[Saved data entries]
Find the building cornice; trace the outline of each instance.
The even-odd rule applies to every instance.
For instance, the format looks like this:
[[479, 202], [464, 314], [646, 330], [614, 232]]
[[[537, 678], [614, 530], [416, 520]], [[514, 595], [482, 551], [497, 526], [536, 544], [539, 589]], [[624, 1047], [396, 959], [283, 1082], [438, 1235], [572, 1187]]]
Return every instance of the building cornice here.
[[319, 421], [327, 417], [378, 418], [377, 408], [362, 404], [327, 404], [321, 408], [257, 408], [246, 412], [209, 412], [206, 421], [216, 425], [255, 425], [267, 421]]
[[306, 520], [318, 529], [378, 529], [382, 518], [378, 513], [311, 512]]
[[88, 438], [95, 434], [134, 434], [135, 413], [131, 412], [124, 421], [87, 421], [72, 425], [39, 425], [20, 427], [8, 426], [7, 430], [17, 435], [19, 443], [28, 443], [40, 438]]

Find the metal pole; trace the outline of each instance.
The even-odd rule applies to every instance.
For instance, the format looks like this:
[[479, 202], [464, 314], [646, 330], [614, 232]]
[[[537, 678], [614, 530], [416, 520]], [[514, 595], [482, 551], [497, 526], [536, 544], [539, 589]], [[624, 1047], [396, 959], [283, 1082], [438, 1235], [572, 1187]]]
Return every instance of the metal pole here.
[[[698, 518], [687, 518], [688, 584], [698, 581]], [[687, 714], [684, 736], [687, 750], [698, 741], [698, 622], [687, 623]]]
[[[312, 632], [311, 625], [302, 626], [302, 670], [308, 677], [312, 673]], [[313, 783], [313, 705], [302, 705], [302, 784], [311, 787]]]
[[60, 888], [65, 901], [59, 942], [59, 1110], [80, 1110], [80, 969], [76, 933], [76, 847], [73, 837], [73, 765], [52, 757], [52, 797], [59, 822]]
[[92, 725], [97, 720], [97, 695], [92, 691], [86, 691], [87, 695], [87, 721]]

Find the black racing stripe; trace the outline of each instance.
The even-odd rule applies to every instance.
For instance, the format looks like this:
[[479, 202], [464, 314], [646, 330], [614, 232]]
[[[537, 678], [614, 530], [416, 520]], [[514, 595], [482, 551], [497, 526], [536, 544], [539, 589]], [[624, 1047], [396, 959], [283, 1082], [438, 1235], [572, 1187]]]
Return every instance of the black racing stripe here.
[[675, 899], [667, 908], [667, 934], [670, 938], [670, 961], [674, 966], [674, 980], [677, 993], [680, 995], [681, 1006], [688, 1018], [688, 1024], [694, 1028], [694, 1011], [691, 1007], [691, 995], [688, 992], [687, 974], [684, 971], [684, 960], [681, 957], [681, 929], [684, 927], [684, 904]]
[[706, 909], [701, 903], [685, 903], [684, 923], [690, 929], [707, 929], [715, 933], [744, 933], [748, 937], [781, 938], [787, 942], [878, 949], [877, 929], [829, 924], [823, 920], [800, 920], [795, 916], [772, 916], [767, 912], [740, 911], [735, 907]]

◆ What to produce ◆
Pull every line containing "each" out of the data above.

◆ Answer ◆
Find the building cornice; trace the outline of each instance.
Find the metal pole; trace the outline of each instance.
Find the black racing stripe; trace the outline of each instance.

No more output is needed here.